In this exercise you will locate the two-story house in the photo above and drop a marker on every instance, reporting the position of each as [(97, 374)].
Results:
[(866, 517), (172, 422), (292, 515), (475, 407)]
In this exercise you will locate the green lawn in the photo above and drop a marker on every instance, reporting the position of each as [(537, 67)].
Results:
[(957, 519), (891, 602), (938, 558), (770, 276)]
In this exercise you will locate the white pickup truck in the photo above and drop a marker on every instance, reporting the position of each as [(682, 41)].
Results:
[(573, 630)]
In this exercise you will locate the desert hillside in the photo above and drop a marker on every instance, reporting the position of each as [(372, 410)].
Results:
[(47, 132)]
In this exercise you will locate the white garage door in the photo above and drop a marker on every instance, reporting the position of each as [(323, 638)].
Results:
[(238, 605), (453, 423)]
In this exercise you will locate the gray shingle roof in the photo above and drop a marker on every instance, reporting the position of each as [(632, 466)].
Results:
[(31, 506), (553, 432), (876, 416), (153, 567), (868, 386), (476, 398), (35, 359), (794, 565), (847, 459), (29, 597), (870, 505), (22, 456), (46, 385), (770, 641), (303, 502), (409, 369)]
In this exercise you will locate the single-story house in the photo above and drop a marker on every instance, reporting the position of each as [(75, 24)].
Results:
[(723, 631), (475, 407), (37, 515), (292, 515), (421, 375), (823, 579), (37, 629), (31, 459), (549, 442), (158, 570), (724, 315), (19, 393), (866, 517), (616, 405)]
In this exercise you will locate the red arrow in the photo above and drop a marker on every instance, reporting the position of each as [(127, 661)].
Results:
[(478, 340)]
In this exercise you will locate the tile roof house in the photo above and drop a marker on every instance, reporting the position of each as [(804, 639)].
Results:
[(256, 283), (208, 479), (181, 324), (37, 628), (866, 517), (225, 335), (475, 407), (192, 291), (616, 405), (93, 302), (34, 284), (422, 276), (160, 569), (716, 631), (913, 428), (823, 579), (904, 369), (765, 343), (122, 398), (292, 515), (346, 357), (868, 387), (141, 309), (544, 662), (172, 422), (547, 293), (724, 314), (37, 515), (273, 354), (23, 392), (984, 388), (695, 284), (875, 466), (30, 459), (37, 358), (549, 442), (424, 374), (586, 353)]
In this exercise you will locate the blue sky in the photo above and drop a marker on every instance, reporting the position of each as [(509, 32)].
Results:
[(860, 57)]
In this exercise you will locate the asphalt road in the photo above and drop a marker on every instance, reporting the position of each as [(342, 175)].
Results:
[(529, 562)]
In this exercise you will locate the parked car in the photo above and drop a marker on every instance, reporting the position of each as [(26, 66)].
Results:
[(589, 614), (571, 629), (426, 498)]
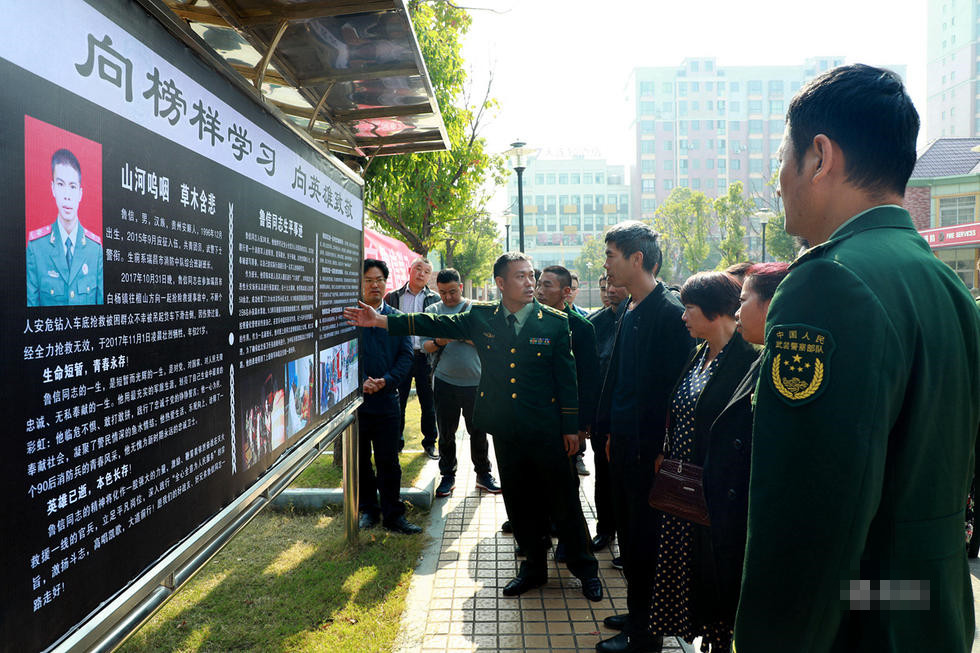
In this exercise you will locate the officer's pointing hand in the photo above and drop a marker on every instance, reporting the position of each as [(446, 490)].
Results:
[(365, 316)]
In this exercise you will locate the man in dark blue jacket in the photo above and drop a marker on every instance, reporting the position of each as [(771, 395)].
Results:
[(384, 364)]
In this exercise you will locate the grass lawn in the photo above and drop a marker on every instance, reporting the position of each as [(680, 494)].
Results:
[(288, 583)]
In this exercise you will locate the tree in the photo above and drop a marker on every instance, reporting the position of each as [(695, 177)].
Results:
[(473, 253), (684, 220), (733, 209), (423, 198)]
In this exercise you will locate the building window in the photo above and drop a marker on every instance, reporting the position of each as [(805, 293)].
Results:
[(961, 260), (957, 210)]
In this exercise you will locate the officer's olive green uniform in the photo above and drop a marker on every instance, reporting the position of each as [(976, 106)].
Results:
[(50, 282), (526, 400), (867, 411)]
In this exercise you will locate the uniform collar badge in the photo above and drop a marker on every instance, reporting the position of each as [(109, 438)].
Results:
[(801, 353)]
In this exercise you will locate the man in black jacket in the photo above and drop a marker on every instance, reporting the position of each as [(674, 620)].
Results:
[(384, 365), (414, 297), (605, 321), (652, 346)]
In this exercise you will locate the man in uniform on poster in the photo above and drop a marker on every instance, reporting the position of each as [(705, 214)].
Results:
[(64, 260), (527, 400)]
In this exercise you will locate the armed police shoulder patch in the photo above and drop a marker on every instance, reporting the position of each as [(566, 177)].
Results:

^^^^

▶ [GIVEN REQUEST] Rewrite the listing from the line with "In this exercise you will locate the gray" up to and including the line with "502), (409, 369)]", swapping "shingle" for "metal" and leaving everything else unchanged.

▶ [THE SOLUTION]
In this exercise you will locate the gray metal roof in the photo above and drop a marker on every instance, reporting the position of each as [(632, 466)].
Results:
[(31, 506), (553, 432), (876, 416), (153, 567), (868, 386), (476, 398), (35, 359), (794, 565), (847, 459), (29, 597), (870, 505), (22, 456), (46, 385), (770, 641), (303, 502), (409, 369)]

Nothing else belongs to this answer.